• **DIRECTIVES**:
a - In the comments on Apple development, how long has the commenter who ranks Apple in the middle of developer experiences been developing on the mac?
b - Rewrite the comments on Apple development, starting with "Thank you for" and going on through "famous last words.", and substitute "App Store" for "Appstore".

• **SOURCE TEXT**:
Some valid points, but the compiler isn't Xcode and Swift isn't able to check the expression. Imho in these cases it's the developers lack of insight into how SwiftUI works, but otoh Apple often doesn't help with obtaining the insight..
They will also silently stop supporting some piece of library you rely on, leave it broken in some way or another, and just leave you on your own.
However, it has its good sides. The profiling tools are great for example. And I would rather work on 10 difficult problems with Xcode than on 1 with Visual Studio..
Thank you for sharing this, now I feel less dumb.
Recently I had the pain of publishing my app (Flutter/Dart) on the apple Appstore, admittedly, my first experience using a mac in the last 30 years so I don't speak mac at all, but like, I know computers right?... famous last words.
I thought I was "holding it wrong"... like really badly wrong! and all I was trying to do was clone my repo and compile it for the store, that's it. took me nights and nights to get over each subsequent hurdle and false peak and missing import and then at the end, oh please upgrade and start again.
Thank goodness I only need it for that 1 step and I can do everything else on computers and software that is normal for me. As a first time app maker, I've had a super experience with Flutter in VScode.
Apple has always been famously anti-developer. They write terrible documentation, too. You're supposed to suck up to them to get access to their precious users.
Everything in this article is a reason to stay away from everything proprietary about Apple development. If there is some software that can't be delivered with open web technology or an existing game engine, I'd like to know what it is.
FWIW, I've been developing on the mac for about twenty years now, and I think they're at worst in the middle of developer experiences. I prefer it to working with eg GTK and JS/HTML/CSS (though, CSS does have its sweet spots). The worst part is that they can be agonizingly slow to fix very obvious bugs. The documentation could certainly be much worse, and there are so many eyes on their tools now it's in many ways much easier now to be productive than it used to be. The debugging and profiling is excellent.

• **ENTRIES PROVIDED**:
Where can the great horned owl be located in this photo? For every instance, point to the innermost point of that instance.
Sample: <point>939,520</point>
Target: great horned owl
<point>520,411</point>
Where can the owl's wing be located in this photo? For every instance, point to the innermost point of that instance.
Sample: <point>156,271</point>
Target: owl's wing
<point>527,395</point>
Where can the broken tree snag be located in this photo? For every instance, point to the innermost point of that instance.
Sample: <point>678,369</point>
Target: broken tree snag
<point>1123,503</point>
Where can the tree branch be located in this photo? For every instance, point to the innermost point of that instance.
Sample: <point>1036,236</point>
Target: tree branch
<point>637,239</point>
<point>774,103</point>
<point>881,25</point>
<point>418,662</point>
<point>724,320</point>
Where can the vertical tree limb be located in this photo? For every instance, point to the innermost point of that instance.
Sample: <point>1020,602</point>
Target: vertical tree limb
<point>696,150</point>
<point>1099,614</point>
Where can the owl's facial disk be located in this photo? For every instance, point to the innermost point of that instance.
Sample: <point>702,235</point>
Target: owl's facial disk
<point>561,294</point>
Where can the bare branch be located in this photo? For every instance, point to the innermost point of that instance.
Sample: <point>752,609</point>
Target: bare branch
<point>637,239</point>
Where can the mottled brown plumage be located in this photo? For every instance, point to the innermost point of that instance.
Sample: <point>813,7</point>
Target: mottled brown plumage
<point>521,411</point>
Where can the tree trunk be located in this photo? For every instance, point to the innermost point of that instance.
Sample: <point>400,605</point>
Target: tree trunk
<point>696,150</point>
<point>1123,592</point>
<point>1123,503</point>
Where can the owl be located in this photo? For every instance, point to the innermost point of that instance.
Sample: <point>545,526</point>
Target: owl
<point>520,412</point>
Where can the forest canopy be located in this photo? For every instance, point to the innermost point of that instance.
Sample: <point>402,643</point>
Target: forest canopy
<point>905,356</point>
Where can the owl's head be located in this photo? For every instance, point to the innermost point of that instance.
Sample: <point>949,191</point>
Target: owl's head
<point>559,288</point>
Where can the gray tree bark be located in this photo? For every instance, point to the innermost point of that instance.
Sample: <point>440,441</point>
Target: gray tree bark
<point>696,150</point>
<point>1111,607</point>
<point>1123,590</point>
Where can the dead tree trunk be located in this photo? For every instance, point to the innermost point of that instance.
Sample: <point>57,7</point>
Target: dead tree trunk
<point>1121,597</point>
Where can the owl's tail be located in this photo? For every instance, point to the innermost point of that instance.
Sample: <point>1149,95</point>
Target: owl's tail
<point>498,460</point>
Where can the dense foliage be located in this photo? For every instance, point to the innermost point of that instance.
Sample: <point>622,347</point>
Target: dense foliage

• **SOLVED PROBLEMS**:
a - About twenty years.

b -
Thank you for sharing this, now I feel less dumb.
Recently I had the pain of publishing my app (Flutter/Dart) on the apple App Store, admittedly, my first experience using a mac in the last 30 years so I don't speak mac at all, but like, I know computers right?... famous last words.